PROBLEM DESCRIPTION:
Write each entry out again exactly as it was given.

──────── PROVIDED MATERIAL ────────

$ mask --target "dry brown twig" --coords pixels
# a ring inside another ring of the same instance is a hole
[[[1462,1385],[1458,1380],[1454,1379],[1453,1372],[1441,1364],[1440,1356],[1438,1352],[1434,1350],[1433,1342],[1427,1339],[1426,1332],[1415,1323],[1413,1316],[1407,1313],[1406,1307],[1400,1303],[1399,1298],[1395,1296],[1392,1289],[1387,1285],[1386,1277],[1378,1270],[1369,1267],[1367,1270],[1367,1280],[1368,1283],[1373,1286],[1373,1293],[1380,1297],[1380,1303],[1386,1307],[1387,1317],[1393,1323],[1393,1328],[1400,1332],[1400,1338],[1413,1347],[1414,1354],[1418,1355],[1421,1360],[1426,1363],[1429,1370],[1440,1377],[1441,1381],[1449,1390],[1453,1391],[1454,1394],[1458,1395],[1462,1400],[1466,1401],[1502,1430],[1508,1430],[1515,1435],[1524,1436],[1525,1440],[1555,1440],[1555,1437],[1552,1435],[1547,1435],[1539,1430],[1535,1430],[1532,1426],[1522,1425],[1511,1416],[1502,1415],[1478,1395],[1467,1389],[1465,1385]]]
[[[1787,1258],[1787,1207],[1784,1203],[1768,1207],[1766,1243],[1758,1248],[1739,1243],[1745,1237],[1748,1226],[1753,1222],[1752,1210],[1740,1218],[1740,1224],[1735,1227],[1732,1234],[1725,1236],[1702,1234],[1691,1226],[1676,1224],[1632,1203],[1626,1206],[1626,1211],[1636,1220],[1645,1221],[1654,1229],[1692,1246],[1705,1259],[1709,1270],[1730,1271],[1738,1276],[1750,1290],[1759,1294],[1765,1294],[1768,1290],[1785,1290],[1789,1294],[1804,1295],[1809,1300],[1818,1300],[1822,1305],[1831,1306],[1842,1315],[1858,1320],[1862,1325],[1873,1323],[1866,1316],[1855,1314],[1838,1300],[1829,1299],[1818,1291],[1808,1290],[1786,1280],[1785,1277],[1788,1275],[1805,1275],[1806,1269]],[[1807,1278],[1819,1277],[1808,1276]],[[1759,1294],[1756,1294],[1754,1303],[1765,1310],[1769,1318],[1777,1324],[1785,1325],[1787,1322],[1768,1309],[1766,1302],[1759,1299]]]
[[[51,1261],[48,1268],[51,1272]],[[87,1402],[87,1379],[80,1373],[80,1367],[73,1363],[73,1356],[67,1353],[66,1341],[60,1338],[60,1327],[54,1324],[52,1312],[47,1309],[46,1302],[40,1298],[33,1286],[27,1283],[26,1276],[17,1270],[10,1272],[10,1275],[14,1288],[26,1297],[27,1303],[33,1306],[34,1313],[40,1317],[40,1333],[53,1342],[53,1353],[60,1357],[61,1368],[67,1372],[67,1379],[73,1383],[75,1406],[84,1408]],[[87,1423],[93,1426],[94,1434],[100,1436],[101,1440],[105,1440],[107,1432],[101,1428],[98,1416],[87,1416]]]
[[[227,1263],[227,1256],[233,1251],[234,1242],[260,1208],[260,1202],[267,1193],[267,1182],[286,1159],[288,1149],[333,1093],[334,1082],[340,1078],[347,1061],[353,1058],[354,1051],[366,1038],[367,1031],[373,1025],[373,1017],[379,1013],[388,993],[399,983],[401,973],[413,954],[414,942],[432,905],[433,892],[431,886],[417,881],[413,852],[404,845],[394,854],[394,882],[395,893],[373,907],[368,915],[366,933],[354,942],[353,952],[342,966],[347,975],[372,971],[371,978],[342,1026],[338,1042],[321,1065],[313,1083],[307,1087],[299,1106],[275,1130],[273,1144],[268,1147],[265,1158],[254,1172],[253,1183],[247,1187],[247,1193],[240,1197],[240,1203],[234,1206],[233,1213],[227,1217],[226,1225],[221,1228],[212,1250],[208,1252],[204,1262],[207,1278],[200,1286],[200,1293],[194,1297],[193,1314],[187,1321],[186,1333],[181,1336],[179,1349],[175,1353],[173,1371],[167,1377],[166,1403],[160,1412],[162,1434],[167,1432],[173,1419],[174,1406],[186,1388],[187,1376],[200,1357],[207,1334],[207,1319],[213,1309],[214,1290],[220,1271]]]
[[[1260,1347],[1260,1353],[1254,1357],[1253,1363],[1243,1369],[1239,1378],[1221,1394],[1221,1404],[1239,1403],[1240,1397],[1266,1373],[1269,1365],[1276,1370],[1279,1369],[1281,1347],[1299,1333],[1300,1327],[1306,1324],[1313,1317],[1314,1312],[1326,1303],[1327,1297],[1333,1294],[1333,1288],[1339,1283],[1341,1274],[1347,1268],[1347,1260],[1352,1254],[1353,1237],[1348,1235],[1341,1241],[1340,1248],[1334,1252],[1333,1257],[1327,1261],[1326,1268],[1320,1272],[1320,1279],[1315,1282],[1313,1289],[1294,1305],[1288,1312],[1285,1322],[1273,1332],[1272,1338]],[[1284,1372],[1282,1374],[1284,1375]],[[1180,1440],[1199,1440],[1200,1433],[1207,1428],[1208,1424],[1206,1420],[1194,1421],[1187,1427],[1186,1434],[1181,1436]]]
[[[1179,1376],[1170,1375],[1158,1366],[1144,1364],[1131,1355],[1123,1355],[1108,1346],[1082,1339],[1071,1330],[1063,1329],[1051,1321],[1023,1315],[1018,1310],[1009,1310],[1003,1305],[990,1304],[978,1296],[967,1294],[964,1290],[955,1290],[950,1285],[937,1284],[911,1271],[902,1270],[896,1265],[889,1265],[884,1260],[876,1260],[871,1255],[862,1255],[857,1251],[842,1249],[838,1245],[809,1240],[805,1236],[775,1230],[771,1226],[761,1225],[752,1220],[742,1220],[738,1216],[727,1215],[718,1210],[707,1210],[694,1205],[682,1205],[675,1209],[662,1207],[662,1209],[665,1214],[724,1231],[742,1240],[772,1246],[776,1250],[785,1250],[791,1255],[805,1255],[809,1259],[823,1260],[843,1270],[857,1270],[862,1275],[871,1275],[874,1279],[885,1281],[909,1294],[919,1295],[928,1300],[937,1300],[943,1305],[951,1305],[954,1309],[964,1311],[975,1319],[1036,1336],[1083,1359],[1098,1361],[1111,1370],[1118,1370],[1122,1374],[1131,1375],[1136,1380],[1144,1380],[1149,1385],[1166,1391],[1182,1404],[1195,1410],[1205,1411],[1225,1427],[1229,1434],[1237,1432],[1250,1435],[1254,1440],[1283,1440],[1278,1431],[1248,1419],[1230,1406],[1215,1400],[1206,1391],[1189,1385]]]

────────

ANSWER BOX:
$ mask --target "dry brown twig" --coords pixels
# a ring inside another ring of the same instance is a hole
[[[1462,1385],[1458,1380],[1454,1379],[1453,1372],[1441,1364],[1440,1356],[1438,1352],[1434,1350],[1433,1342],[1427,1339],[1426,1332],[1415,1323],[1413,1316],[1407,1313],[1406,1307],[1400,1303],[1399,1298],[1395,1296],[1392,1289],[1387,1285],[1386,1277],[1378,1270],[1369,1267],[1367,1270],[1367,1280],[1368,1283],[1373,1286],[1373,1293],[1380,1297],[1380,1303],[1386,1307],[1387,1317],[1393,1323],[1393,1328],[1400,1332],[1400,1338],[1413,1347],[1414,1354],[1418,1355],[1421,1360],[1426,1363],[1429,1370],[1440,1377],[1441,1381],[1449,1390],[1453,1391],[1454,1394],[1458,1395],[1462,1400],[1466,1401],[1502,1430],[1508,1430],[1515,1435],[1524,1436],[1525,1440],[1555,1440],[1555,1437],[1552,1435],[1547,1435],[1539,1430],[1535,1430],[1532,1426],[1522,1425],[1511,1416],[1502,1415],[1478,1395],[1467,1389],[1465,1385]]]
[[[1787,1258],[1787,1207],[1784,1203],[1768,1207],[1766,1243],[1758,1248],[1739,1243],[1745,1237],[1748,1226],[1753,1222],[1752,1210],[1740,1218],[1740,1224],[1735,1227],[1732,1234],[1725,1236],[1702,1234],[1691,1226],[1676,1224],[1632,1203],[1626,1206],[1626,1211],[1636,1220],[1645,1221],[1654,1229],[1692,1246],[1705,1259],[1709,1270],[1730,1271],[1738,1276],[1750,1290],[1759,1294],[1765,1294],[1768,1290],[1785,1290],[1789,1294],[1804,1295],[1809,1300],[1818,1300],[1822,1305],[1831,1306],[1842,1315],[1858,1320],[1862,1325],[1873,1323],[1866,1316],[1855,1314],[1838,1300],[1829,1299],[1818,1291],[1808,1290],[1786,1280],[1785,1277],[1788,1275],[1805,1275],[1806,1269]],[[1807,1278],[1819,1277],[1808,1276]],[[1759,1294],[1756,1294],[1754,1303],[1765,1310],[1769,1318],[1777,1324],[1785,1325],[1787,1322],[1768,1309],[1766,1302],[1759,1299]]]
[[[51,1261],[48,1268],[51,1272]],[[87,1402],[87,1379],[80,1373],[80,1367],[73,1363],[73,1356],[67,1353],[66,1341],[60,1338],[60,1327],[54,1324],[52,1312],[47,1309],[46,1302],[40,1298],[33,1286],[27,1283],[26,1276],[17,1270],[10,1272],[10,1275],[14,1288],[26,1297],[27,1303],[33,1306],[34,1313],[40,1317],[40,1333],[53,1342],[53,1353],[60,1357],[61,1368],[67,1372],[67,1379],[73,1383],[75,1406],[84,1408]],[[87,1423],[93,1426],[94,1434],[100,1436],[101,1440],[105,1440],[107,1432],[101,1428],[98,1416],[87,1416]]]
[[[227,1263],[227,1256],[233,1251],[234,1242],[260,1208],[260,1202],[267,1193],[267,1182],[286,1159],[288,1149],[333,1093],[334,1082],[340,1078],[347,1061],[353,1058],[354,1051],[366,1038],[367,1031],[373,1025],[373,1017],[379,1013],[388,993],[399,983],[401,973],[413,954],[414,942],[432,905],[433,892],[431,886],[417,881],[413,852],[404,845],[394,854],[394,882],[395,893],[373,907],[368,915],[366,933],[354,942],[353,952],[342,966],[347,975],[372,971],[371,978],[342,1026],[338,1042],[321,1065],[313,1083],[307,1087],[299,1106],[275,1130],[273,1144],[268,1147],[265,1158],[254,1172],[253,1183],[247,1187],[247,1193],[240,1197],[240,1203],[234,1206],[233,1213],[227,1217],[226,1225],[221,1228],[212,1250],[208,1252],[204,1262],[207,1278],[200,1286],[200,1293],[194,1297],[193,1314],[187,1321],[186,1333],[181,1336],[179,1349],[175,1353],[173,1371],[167,1377],[166,1403],[160,1412],[162,1434],[167,1432],[173,1419],[174,1406],[186,1388],[187,1376],[200,1357],[207,1334],[207,1319],[213,1309],[214,1290],[220,1271]]]
[[[1260,1347],[1260,1353],[1254,1357],[1253,1363],[1243,1369],[1239,1378],[1221,1394],[1221,1404],[1239,1403],[1240,1397],[1266,1373],[1269,1365],[1276,1370],[1279,1369],[1281,1347],[1299,1333],[1300,1327],[1306,1324],[1313,1317],[1314,1312],[1326,1303],[1327,1297],[1333,1294],[1333,1288],[1339,1283],[1341,1274],[1347,1268],[1347,1260],[1352,1254],[1353,1237],[1348,1235],[1341,1241],[1340,1248],[1334,1252],[1333,1257],[1327,1261],[1326,1268],[1320,1272],[1320,1279],[1315,1282],[1313,1289],[1294,1305],[1288,1312],[1285,1322],[1273,1332],[1272,1338]],[[1284,1372],[1282,1374],[1284,1375]],[[1180,1440],[1199,1440],[1200,1433],[1207,1428],[1208,1424],[1206,1420],[1194,1421],[1187,1427],[1186,1434],[1181,1436]]]
[[[1179,1376],[1170,1375],[1158,1366],[1144,1364],[1131,1355],[1123,1355],[1108,1346],[1082,1339],[1071,1330],[1063,1329],[1051,1321],[1023,1315],[1018,1310],[1009,1310],[1003,1305],[990,1304],[978,1296],[967,1294],[964,1290],[955,1290],[950,1285],[937,1284],[911,1271],[902,1270],[896,1265],[889,1265],[884,1260],[876,1260],[871,1255],[862,1255],[857,1251],[842,1249],[838,1245],[809,1240],[805,1236],[775,1230],[771,1226],[761,1225],[752,1220],[742,1220],[738,1216],[727,1215],[718,1210],[707,1210],[694,1205],[682,1205],[675,1209],[662,1207],[662,1209],[665,1214],[724,1231],[742,1240],[772,1246],[776,1250],[785,1250],[791,1255],[805,1255],[809,1259],[823,1260],[843,1270],[857,1270],[862,1275],[871,1275],[874,1279],[885,1281],[909,1294],[919,1295],[928,1300],[937,1300],[943,1305],[951,1305],[954,1309],[964,1311],[975,1319],[1036,1336],[1083,1359],[1098,1361],[1111,1370],[1118,1370],[1122,1374],[1131,1375],[1136,1380],[1144,1380],[1149,1385],[1166,1391],[1182,1404],[1195,1410],[1205,1411],[1225,1427],[1229,1434],[1237,1432],[1250,1435],[1254,1440],[1283,1440],[1278,1431],[1248,1419],[1230,1406],[1215,1400],[1206,1391],[1189,1385]]]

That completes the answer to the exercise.